═════ Data shown

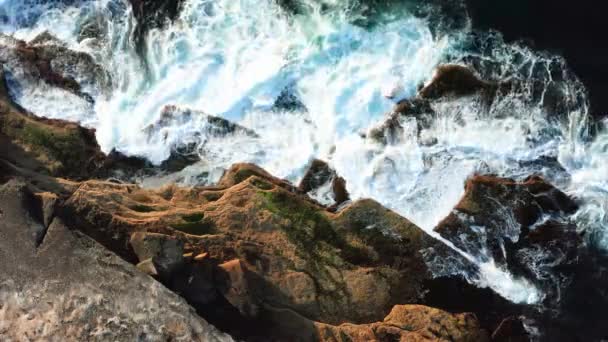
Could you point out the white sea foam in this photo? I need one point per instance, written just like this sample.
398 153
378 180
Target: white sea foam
232 58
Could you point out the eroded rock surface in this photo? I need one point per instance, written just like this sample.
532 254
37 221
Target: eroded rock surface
71 288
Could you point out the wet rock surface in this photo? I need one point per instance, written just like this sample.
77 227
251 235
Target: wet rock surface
71 288
46 59
259 259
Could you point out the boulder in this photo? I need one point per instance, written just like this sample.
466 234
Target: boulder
46 60
165 252
235 287
409 323
54 147
71 288
454 80
501 215
351 266
511 329
151 14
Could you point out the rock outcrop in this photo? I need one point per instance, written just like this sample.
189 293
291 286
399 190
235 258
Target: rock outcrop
302 257
68 287
54 147
323 183
46 59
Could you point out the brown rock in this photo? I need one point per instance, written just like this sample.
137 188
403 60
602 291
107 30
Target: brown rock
166 252
511 329
236 288
453 80
147 266
409 323
318 174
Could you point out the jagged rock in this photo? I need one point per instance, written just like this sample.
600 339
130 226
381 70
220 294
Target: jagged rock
511 215
235 287
511 329
454 80
341 259
165 252
71 288
46 59
241 172
151 14
410 323
55 147
318 175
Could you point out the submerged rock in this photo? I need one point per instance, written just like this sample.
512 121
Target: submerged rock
454 80
502 216
271 249
319 176
55 147
410 323
46 59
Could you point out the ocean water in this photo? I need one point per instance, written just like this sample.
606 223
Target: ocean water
235 58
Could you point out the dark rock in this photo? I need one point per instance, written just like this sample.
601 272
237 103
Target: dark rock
319 174
454 80
71 278
511 329
56 147
152 14
46 59
165 252
511 214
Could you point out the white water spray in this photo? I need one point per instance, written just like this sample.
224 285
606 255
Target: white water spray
233 58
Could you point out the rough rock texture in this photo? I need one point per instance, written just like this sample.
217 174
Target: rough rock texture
319 176
409 323
454 80
71 288
54 147
326 266
151 14
450 81
45 59
508 211
525 227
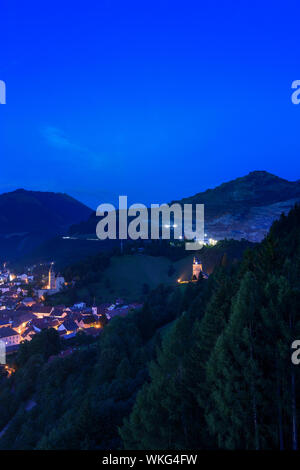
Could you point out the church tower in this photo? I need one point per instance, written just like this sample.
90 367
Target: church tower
197 268
95 309
51 278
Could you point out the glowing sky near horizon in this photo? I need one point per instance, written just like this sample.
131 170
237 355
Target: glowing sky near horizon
156 100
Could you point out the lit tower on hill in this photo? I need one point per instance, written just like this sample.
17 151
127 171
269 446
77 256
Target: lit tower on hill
197 268
51 278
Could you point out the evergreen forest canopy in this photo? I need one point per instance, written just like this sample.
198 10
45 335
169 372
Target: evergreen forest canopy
201 366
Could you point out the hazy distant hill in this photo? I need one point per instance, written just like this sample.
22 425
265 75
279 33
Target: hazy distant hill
242 208
27 218
247 206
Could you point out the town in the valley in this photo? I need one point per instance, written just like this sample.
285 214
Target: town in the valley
23 312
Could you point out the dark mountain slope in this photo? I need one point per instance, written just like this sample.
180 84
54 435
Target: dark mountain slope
28 218
242 208
30 211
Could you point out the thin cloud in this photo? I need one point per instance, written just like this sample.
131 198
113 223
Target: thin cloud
57 138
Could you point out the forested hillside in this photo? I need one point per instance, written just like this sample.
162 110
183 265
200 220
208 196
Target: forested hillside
204 365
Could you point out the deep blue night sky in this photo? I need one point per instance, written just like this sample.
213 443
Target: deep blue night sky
153 99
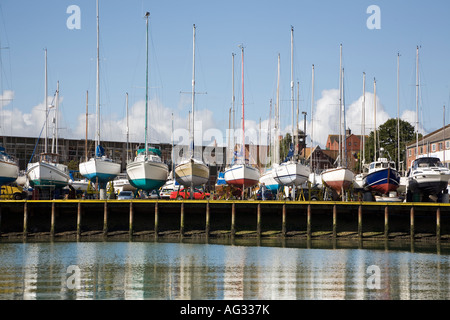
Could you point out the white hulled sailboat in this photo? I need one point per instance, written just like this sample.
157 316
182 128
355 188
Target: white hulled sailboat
147 171
242 174
192 172
291 172
99 168
341 178
48 172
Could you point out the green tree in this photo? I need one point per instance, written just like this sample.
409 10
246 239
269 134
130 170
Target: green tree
387 139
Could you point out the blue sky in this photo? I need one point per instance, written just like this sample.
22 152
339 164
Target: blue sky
27 27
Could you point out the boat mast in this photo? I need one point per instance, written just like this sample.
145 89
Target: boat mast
97 140
312 117
277 117
398 111
243 114
292 83
128 128
340 106
417 102
363 129
193 91
85 140
46 105
147 14
233 99
56 117
375 119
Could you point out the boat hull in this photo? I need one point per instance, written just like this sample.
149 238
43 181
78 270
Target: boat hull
291 173
99 169
9 171
242 175
382 181
338 179
192 172
147 175
269 181
431 183
44 174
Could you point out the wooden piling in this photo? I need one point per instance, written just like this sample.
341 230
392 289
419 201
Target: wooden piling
360 234
156 220
308 221
25 220
207 222
52 222
438 224
233 219
105 219
79 219
334 221
386 222
258 220
130 228
182 220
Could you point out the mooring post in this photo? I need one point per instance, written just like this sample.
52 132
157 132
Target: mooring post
308 221
233 219
334 221
52 220
386 222
438 224
156 220
130 230
360 221
207 227
105 219
258 220
25 220
79 219
182 220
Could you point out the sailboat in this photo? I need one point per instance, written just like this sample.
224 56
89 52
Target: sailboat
48 172
291 172
192 172
268 176
9 169
382 176
147 171
427 174
341 178
242 174
99 168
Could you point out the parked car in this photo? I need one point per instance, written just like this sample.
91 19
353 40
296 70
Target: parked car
154 194
268 195
125 195
180 195
165 192
13 193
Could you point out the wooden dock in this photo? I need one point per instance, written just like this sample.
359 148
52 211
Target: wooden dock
194 218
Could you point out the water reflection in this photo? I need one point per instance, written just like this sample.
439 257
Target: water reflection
159 270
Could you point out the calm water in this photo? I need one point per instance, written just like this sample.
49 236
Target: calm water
161 270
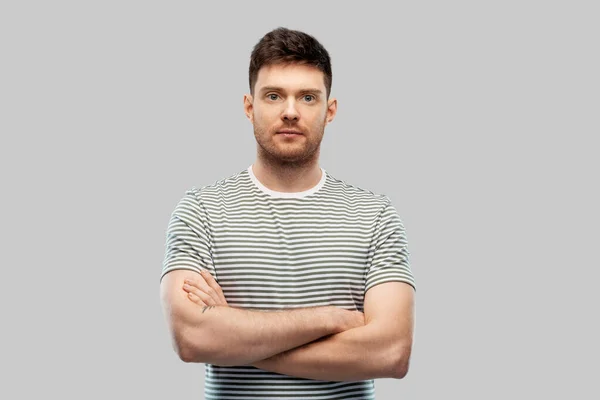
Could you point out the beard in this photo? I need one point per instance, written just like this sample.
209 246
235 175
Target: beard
293 152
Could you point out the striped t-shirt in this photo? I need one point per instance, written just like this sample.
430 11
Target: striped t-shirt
273 250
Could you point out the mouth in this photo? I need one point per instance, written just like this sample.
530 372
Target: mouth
289 132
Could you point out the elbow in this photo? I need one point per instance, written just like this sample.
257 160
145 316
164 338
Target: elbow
402 362
185 349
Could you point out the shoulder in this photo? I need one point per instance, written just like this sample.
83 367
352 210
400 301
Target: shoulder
358 195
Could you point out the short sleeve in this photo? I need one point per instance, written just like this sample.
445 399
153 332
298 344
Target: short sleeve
390 260
188 244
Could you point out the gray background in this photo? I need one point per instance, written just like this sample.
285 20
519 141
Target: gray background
479 120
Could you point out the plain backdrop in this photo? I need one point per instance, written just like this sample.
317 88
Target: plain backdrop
479 119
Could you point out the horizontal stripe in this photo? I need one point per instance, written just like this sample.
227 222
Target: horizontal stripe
269 250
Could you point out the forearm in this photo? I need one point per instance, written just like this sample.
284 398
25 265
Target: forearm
356 354
228 336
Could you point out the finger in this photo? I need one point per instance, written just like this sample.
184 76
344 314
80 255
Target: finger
195 299
196 292
213 284
201 284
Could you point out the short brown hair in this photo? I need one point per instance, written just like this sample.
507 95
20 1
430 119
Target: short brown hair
286 46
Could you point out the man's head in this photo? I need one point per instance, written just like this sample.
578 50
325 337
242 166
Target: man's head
290 83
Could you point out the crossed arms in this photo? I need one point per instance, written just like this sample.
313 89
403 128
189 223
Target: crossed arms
325 343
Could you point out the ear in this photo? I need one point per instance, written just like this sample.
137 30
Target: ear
331 110
248 107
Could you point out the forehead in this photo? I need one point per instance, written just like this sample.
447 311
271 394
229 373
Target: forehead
290 77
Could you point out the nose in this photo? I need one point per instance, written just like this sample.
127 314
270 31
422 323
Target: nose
290 113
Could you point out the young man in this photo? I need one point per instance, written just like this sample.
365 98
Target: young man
284 280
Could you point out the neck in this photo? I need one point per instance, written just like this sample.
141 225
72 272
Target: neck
287 176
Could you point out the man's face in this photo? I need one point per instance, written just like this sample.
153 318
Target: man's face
289 97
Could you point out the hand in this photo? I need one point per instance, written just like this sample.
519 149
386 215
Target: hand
205 291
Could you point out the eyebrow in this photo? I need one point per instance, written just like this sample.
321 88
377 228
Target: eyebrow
280 89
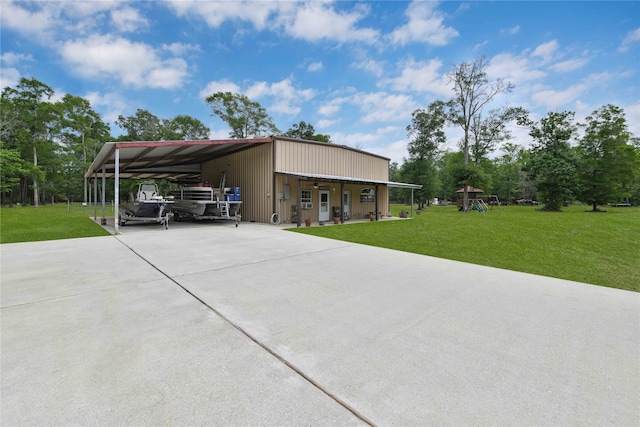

══════════

**What to produce**
Find the line containing "Target: forearm" in the listing above. Please restate word for word that line through the last one, leaving out the pictures.

**Answer section**
Target: forearm
356 354
228 336
Could you point out the finger in this photo? I need one point per instance, written just like this sample.
184 76
344 314
80 255
Target: finger
195 299
196 292
213 284
201 284
Could you point out the short brown hair in this photo? I need one point per instance, written just like this sample.
507 95
20 1
430 119
Target: short brown hair
286 46
Could you point out the man's head in this photo? I need one point per instance, written just like this sample.
578 50
325 337
242 166
Target: man's head
290 83
Could you point out the crossed arms in this photo? I need one point per instance, written just like this sample.
313 89
403 128
189 223
Target: crossed arms
325 343
Could you point out the ear in this photo? I need one point per instance, written just like this sample.
137 30
Target: ear
331 110
248 107
Could you point out the forehead in this photo? I need one point per instance, written just like this sample.
447 311
271 394
229 373
Target: forehead
290 77
Could you point out the nose in this photo? I need one point per instance, written just like this sample.
127 314
270 31
422 323
Target: nose
290 113
Could you point out the young man in this photo? I need one point per instance, written just like this sample.
365 98
Target: young man
284 280
Could you point out the neck in this photo? I need one point per instance, written just like this sample.
141 225
72 272
Target: neck
287 176
Could you point out the man's face in this photo? I need one point per instance, written just like this sample.
153 318
Target: man's face
289 97
Could you point out the hand in this photo? I need one point per instance, written just like this sample.
519 149
386 215
Target: hand
205 291
Could you point out the eyebrow in this photo? I need one point per instance, written just like this sample.
321 88
377 228
Target: eyebrow
280 89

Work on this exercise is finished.